> **TAREFA PROPOSTA 1**: No trecho sobre a Lei da Ficha Limpa, como o TSE caracterizou a inelegibilidade nas consultas de números 1120 e 1147?
> **TAREFA PROPOSTA 2**: Prossiga com o trecho sobre a Lei da Ficha Limpa a partir do ponto em que ele termina.

---- TRECHO EXTRAÍDO

Pois bem, voltando o estudo em relação ao PRINCÍPIO DA PRESUNÇÃO DE INOCÊNCIA, a Lei da Ficha Limpa supostamente o ofenderia porque previu hipóteses de inelegibilidade em que foram dispensadas o trânsito em julgado das decisões judiciais, bastando que houvesse decisão colegiada de órgão judicial. Citam-se os seguintes exemplos:

 [...] d) os que tenham contra sua pessoa representação julgada procedente pela Justiça Eleitoral, em decisão transitada em julgado ou proferida por órgão colegiado, em processo de apuração de abuso do poder econômico ou político, para a eleição na qual concorrem ou tenham sido diplomados, bem como para as que se realizarem nos 8 (oito) anos seguintes;

e) os que forem condenados, em decisão transitada em julgado ou proferida por órgão judicial colegiado, desde a condenação até o transcurso do prazo de 8 (oito) anos após o cumprimento da pena, pelos crimes: [...]

Há evidente colisão entre o Princípio da Presunção de Inocência (art. 5º, LVII da Constituição) e o Princípio da Moralidade para o exercício do mandato (art. 14, § 9º, da Constituição).

Inicialmente, deve-se esclarecer que está claro que o Princípio da Moralidade para o exercício do mandato tem acepção mais ampla que o Princípio da Presunção de Inocência, já que este, enquanto protege em primeiro momento o cidadão - individualmente, aquele outro princípio protege a coletividade – o conjunto de indivíduos, bem como a própria representação popular, a coisa pública. Esse aspecto tem grande relevância para o presente trabalho, pois é nessa qualidade mais ampla do Princípio da Moralidade que está seu sobrepeso para ser ponderado com os demais princípios.

Sobre a presunção de inocência, cumpre lembrar o entendimento do Colendo TSE esposado nas recentes consultas de números 1120 e 1147 (2010), nas quais assentou que inelegibilidade não é a rigor uma pena, mas sim mera restrição temporária à elegibilidade.

Parece bem razoável a tese que a inelegibilidade não é exatamente pena, mas apenas restrição sui generis. Menciona-se que as hipóteses de inelegibilidades previstas na própria Constituição não possuem pena, até porque não há decisão judicial, como é o caso dos inalistáveis e analfabetos, que são inelegíveis, ou como é o caso das inelegibilidades reflexas, nas quais:

são inelegíveis, no território de jurisdição do titular, o cônjuge e os parentes consangüíneos ou afins, até o segundo grau ou por adoção, do Presidente da República, de Governador de Estado ou Território, do Distrito Federal, de Prefeito ou de quem os haja substituído dentro dos seis meses anteriores ao pleito, salvo se já titular de mandato eletivo e candidato à reeleição (§7º, art. 14).

--------
---- DADOS DE ORIGEM

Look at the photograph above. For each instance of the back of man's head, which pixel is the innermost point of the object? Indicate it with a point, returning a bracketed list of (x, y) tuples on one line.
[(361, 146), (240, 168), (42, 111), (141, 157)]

--------

> **RESPOSTA ESPERADA 1**: O TSE a caracterizou como mera restrição temporária à elegibilidade, e não, a rigor, como uma pena.

> **RESPOSTA ESPERADA 2**:
O TSE, mesmo antes da edição a Lei da Ficha Limpa, já vinha assentando que inelegibilidade não era pena, conforme se pode depreender do Recurso n. 9.052, de 30.8.1990, de Relatoria do Ministro Pedro Acioli:[22]

[...] Ao contrário do que afirmado no voto condutor, a norma ínsita na LC 64/90, não tem caráter de norma penal, e sim, se reveste de norma de caráter de proteção à coletividade. Ela não retroage para punir, mas sim busca colocar ao seu jugo os desmandos e malbaratações de bens e erário público cometidos por administradores. Não tem o caráter de apená-los por tais, já que na esfera competente e própria e que responderão pelos mesmos; mas sim, resguardar o interesse público de ser, novamente submetido ao comando daquele que demonstrou anteriormente não ser a melhor indicação para o exercício do cargo.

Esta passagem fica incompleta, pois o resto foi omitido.